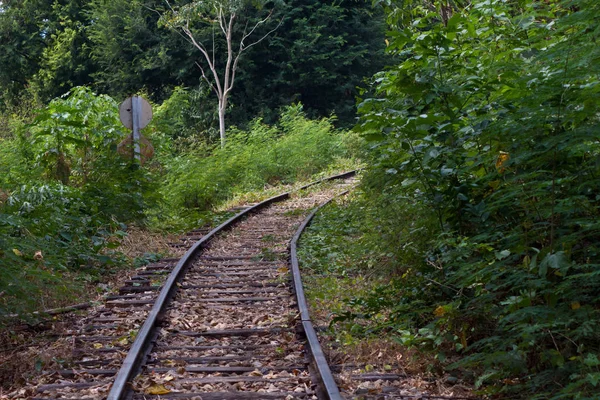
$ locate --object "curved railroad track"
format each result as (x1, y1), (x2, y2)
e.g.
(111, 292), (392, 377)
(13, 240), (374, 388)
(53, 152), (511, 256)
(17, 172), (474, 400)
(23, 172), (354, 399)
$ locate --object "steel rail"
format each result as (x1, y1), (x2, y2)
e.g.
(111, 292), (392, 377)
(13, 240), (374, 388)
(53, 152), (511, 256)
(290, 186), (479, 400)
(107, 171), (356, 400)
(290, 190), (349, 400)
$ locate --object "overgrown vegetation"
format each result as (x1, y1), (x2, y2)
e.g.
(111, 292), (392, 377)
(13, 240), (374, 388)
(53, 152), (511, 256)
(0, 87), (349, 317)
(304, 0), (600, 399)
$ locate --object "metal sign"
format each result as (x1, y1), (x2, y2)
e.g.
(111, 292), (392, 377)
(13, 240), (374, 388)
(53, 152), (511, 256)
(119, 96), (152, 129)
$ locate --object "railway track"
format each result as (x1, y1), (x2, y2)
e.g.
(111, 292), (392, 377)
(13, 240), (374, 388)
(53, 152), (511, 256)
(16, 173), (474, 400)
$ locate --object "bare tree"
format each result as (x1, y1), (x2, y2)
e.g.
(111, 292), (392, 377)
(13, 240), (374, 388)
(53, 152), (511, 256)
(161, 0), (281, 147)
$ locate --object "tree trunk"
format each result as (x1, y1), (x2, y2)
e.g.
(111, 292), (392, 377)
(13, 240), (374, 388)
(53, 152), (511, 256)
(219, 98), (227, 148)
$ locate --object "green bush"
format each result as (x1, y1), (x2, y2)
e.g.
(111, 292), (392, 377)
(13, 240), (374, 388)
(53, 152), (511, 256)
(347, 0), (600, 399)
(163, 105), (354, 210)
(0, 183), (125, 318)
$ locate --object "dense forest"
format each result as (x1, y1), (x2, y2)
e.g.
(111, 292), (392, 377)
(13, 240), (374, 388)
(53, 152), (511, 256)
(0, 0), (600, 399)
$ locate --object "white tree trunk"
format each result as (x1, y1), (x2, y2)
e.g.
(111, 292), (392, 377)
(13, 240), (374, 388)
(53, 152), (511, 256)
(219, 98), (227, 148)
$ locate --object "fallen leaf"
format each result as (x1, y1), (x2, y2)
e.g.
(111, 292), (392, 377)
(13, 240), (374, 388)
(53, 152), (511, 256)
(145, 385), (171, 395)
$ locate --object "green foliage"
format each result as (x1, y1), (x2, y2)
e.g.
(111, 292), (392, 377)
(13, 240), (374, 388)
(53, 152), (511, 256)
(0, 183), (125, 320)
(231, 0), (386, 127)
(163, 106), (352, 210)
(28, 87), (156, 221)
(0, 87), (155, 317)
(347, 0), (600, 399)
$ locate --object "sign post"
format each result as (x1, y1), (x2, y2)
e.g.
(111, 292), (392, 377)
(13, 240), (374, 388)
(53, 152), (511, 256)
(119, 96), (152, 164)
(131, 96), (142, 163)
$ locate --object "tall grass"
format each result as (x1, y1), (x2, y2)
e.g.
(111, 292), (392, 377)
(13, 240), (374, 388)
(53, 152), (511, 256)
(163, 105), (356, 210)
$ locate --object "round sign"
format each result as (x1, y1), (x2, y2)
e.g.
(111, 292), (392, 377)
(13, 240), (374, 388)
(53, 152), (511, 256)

### Exercise objective
Reproduce all of the rows above with every "locate" swapped for "find" and nothing else altered. Leave the pictures out of your answer.

### Output of the task
$ find --object "curved railroad track"
format each result as (x1, y1), (x2, y2)
e.g.
(111, 292), (392, 377)
(13, 240), (374, 388)
(53, 152), (511, 256)
(17, 172), (474, 400)
(23, 172), (354, 399)
$ find --object "steel rail"
format each result as (x1, y1), (x2, y2)
e.g.
(111, 292), (392, 377)
(13, 240), (374, 388)
(53, 152), (511, 256)
(290, 186), (479, 400)
(107, 171), (356, 400)
(290, 190), (349, 400)
$ find --object "overgrown vegetation"
format each result as (x1, y1), (x2, y2)
e.g.
(111, 292), (392, 377)
(13, 240), (374, 388)
(53, 152), (511, 256)
(0, 87), (349, 317)
(304, 0), (600, 399)
$ find --object "metal sign"
format each result as (x1, y1), (x2, y2)
e.g.
(111, 292), (392, 377)
(13, 240), (374, 388)
(53, 152), (511, 256)
(119, 96), (152, 129)
$ find --object "railway track"
format each result as (x1, y1), (x2, y2)
e.g.
(111, 292), (392, 377)
(13, 240), (374, 388)
(53, 152), (511, 256)
(16, 173), (474, 400)
$ find --object "bare tree"
format each result as (x1, y1), (x2, y2)
e.g.
(111, 292), (392, 377)
(13, 240), (374, 388)
(53, 152), (511, 256)
(161, 0), (281, 147)
$ find --object "tree trunk"
format each result as (x1, y1), (x2, y2)
e.g.
(111, 292), (392, 377)
(13, 240), (374, 388)
(53, 152), (511, 256)
(219, 98), (227, 148)
$ find --object "green bush"
format each result as (x1, y1), (x2, y2)
e.g.
(111, 292), (392, 377)
(13, 240), (374, 388)
(53, 152), (511, 256)
(347, 0), (600, 399)
(163, 105), (354, 210)
(0, 183), (125, 318)
$ find --object "dense forest"
format each result as (x1, y1), (x2, y2)
e.g.
(111, 292), (392, 377)
(13, 240), (374, 388)
(53, 152), (511, 256)
(0, 0), (600, 399)
$ find --object "white tree trunk"
format each result as (x1, y1), (x2, y2)
e.g.
(111, 292), (392, 377)
(13, 240), (374, 388)
(53, 152), (511, 256)
(219, 98), (227, 148)
$ find --object "fallen leaf"
format each result as (x1, y1), (x2, y2)
e.g.
(111, 292), (392, 377)
(13, 240), (374, 388)
(53, 152), (511, 256)
(145, 385), (171, 395)
$ find --object "green foliage"
format each result as (x1, y1), (x2, y2)
e.g.
(111, 292), (392, 377)
(13, 240), (374, 388)
(53, 152), (511, 256)
(0, 183), (125, 320)
(231, 0), (386, 127)
(163, 106), (352, 210)
(28, 87), (156, 221)
(0, 87), (155, 317)
(347, 0), (600, 399)
$ find --object "sign post"
format each result as (x1, y1), (x2, y2)
e.g.
(111, 292), (392, 377)
(13, 240), (374, 388)
(53, 152), (511, 256)
(119, 96), (152, 164)
(131, 96), (142, 163)
$ find --object "tall grass"
format each result as (x1, y1), (x2, y2)
e.g.
(111, 292), (392, 377)
(13, 240), (374, 388)
(53, 152), (511, 256)
(163, 105), (356, 210)
$ find --object "round sign"
format each result as (x1, y1), (x2, y2)
e.g.
(111, 292), (392, 377)
(13, 240), (374, 388)
(53, 152), (511, 256)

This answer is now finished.